#### Fragmento proporcionado
Hace un poco más de una semana, invitado por mi hijo Daniel, tuve la oportunidad de compartir con él algunos días en San Pedro de Atacama, recorrer el Valle de la Luna y visitar el Salar de Atacama. Todo ello ubicado en el Desierto de Atacama, el más árido del mundo. También participamos en un tour astronómico donde vimos planetas, estrellas y desierto de estrellas, porque como la Vía Láctea se ubica en la periferia de nuestra galaxia, se ve también el vacío o "desierto" cósmico.
Quedamos profundamente impresionados, más bien sobrecogidos, por la inmensidad de esos espacios; lo que es la reacción antropológica natural ante un espectáculo de ese calibre.
Este golpe de inmensidad nos hace tocar el misterio, el gran misterio de la vida, de la existencia, de aquello que nos sobrepasa y que, por tanto, no manejamos. Nuestra precariedad se hace manifiesta. Nos vemos obligados a ser humildes, es decir, a reconocer nuestras limitaciones. Seguramente por esto es tan importante el desierto en tantas expresiones religiosas.
En el judaísmo y cristianismo son famosos los 40 años que el pueblo de Dios peregrinó por el desierto. Por su parte, en el cristianismo, los 40 días que Jesús estuvo en el desierto, como tiempo de preparación en el encuentro con Dios para su ministerio público.

#### Información
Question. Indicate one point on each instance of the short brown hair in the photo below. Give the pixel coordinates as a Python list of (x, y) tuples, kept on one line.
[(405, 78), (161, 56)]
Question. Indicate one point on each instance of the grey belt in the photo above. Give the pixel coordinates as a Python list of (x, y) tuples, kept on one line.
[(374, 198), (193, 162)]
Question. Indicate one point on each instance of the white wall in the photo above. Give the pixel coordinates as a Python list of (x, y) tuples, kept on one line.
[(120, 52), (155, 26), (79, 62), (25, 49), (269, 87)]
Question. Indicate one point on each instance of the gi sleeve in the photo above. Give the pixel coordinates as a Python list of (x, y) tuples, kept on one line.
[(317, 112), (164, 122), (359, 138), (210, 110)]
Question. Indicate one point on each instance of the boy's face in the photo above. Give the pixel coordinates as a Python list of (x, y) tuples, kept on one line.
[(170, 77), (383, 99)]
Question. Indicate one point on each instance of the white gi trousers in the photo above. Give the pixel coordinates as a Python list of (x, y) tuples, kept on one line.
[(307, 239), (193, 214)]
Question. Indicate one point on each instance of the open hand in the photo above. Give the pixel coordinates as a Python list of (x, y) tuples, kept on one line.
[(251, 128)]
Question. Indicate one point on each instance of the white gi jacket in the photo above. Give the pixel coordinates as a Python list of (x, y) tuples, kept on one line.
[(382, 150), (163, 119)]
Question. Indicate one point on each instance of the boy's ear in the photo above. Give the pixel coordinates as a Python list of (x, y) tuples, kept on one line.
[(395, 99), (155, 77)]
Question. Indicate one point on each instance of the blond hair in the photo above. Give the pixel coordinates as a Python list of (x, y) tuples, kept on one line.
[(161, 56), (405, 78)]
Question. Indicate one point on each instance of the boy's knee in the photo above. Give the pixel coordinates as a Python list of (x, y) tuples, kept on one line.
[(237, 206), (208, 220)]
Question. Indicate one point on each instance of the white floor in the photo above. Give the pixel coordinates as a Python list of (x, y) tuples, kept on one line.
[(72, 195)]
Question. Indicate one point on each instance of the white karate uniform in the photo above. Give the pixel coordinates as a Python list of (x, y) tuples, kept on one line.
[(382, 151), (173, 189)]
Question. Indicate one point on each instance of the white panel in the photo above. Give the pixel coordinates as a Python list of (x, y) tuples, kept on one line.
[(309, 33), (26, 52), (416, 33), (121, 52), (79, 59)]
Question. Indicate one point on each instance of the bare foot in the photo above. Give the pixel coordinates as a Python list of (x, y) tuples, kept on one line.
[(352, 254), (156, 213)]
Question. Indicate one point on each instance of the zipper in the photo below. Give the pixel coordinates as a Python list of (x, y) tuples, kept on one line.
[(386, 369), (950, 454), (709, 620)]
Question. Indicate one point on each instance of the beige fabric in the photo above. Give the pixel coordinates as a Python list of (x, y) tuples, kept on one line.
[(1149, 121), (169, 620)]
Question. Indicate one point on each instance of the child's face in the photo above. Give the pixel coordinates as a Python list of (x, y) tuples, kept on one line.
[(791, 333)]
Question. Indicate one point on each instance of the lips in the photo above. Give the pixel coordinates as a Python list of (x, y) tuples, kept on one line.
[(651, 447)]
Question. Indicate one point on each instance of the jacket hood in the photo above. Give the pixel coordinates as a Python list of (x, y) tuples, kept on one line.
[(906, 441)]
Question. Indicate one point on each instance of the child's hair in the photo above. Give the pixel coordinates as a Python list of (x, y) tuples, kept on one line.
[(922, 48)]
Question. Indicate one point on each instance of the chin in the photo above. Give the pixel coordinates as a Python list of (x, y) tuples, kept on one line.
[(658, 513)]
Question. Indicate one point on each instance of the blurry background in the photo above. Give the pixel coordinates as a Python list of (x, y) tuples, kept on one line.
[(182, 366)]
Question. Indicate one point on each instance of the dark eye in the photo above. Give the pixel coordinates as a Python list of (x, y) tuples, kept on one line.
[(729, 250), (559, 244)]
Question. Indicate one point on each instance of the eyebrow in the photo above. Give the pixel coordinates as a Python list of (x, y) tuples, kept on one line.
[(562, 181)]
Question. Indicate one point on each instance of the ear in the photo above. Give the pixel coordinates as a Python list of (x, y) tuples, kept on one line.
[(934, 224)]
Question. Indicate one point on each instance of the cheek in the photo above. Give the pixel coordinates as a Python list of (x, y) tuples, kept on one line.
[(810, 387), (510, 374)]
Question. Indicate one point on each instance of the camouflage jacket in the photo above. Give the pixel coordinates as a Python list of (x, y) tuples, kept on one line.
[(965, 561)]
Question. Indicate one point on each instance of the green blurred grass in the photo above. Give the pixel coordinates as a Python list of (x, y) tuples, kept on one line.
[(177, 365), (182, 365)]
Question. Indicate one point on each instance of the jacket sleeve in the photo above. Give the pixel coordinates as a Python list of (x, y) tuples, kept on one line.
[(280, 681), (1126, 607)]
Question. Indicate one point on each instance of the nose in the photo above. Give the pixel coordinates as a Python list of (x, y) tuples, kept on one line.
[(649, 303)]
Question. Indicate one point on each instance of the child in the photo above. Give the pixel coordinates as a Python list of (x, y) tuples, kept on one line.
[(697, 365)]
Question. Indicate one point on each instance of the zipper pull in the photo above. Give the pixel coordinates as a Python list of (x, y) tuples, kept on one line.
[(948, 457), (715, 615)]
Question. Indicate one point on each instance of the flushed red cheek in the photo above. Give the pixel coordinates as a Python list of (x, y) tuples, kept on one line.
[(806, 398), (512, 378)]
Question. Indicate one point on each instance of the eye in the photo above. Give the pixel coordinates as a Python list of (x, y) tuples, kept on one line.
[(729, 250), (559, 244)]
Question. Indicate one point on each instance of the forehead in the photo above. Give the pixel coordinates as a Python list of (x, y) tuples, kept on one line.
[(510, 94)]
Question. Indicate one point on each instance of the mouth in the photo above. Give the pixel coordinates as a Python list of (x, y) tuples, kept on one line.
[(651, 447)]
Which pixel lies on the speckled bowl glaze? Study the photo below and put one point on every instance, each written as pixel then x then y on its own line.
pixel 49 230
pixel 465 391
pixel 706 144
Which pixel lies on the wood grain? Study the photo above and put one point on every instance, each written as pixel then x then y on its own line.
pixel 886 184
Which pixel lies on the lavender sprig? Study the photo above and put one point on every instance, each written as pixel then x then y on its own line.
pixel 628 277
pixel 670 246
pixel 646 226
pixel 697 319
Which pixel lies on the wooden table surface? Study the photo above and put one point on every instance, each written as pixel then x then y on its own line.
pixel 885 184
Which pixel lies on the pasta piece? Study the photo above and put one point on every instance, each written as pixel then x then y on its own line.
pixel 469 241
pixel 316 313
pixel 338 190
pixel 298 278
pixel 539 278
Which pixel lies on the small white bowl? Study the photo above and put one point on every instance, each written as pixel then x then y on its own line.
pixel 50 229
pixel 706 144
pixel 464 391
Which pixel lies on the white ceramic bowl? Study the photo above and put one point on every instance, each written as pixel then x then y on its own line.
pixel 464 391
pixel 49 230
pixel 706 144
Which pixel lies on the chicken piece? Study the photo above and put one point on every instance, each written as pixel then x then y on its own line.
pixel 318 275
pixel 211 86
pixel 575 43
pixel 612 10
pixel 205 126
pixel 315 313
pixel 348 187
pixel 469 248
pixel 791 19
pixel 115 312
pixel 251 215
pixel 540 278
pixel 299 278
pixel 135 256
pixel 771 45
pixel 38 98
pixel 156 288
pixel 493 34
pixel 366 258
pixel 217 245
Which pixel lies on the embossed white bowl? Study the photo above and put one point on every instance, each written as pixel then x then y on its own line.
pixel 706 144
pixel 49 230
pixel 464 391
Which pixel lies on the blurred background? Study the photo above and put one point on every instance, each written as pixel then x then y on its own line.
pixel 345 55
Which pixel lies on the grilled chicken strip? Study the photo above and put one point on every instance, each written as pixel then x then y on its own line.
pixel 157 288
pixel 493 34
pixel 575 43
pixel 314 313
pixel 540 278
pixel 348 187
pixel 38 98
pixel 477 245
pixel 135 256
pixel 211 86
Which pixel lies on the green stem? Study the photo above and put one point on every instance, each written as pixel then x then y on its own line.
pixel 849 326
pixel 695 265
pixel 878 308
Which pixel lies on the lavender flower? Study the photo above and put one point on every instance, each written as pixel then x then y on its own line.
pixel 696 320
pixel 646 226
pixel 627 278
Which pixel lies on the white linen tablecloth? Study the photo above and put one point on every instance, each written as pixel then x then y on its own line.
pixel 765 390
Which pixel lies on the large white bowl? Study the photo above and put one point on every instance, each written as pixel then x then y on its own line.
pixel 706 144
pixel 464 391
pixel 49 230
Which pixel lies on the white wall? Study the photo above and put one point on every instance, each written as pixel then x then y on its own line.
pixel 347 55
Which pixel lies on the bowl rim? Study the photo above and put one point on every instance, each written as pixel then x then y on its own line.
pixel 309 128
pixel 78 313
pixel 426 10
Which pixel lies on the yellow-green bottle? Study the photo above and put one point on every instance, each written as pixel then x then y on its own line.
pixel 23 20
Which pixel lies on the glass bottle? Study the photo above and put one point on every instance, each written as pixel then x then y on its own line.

#### Orden de trabajo 1
¿Puedes repetir literalmente el pasaje del texto sobre el desierto de Atacama que comienza en las palabras que contienen "Hace un poco" y termina después de "de ese calibre."?
#### Orden de trabajo 2
¿Podrías escribir la parte siguiente del texto sobre el desierto de Atacama, a partir de su última oración?

#### Sección de respuesta 1
Hace un poco más de una semana, invitado por mi hijo Daniel, tuve la oportunidad de compartir con él algunos días en San Pedro de Atacama, recorrer el Valle de la Luna y visitar el Salar de Atacama. Todo ello ubicado en el Desierto de Atacama, el más árido del mundo. También participamos en un tour astronómico donde vimos planetas, estrellas y desierto de estrellas, porque como la Vía Láctea se ubica en la periferia de nuestra galaxia, se ve también el vacío o "desierto" cósmico.
Quedamos profundamente impresionados, más bien sobrecogidos, por la inmensidad de esos espacios; lo que es la reacción antropológica natural ante un espectáculo de ese calibre.

#### Sección de respuesta 2
No obstante, la experiencia del desierto, en cuanto nos enfrenta con nuestra vulnerabilidad, es ambivalente. Puede suscitar desesperación y rebelión, como tantas veces sucedió con el pueblo de Israel que caminaba por el desierto, como también llevar al encuentro con Dios. Va a depender de la forma en que se reaccione ante la constatación de nuestra transitoriedad.
En el miércoles de Ceniza, celebración con la que en el mundo católico se inicia el período de Cuaresma, tiempo de desierto, el sacerdote hace la señal de la cruz en la frente de los creyentes diciendo cualquiera de las dos siguientes fórmulas: "Recuerda que polvo eres y en polvo te convertirás" y "Arrepiéntete y cree en el Evangelio". Las dos expresan un reconocimiento humilde de nuestra condición pasajera, la primera, y pecadora, la otra.
En el desierto deberían caer todas nuestras pseudo-seguridades, nuestros ídolos, para encontrarnos con el único que puede fundamentar nuestras existencias, por eso que el desierto bien asumido es una escuela de Absoluto. Digo "deberían" porque también podríamos encerrarnos y reforzar esas falsas seguridades, lo que nos llevaría a un fracaso estrepitoso.
Que esta Cuaresma sea una nueva oportunidad de reflexión y de conversión, que nos lleve a distinguir lo superfluo de lo esencial, a despojarnos de todo lo que nos lastra para concentrarnos en lo que nos humaniza.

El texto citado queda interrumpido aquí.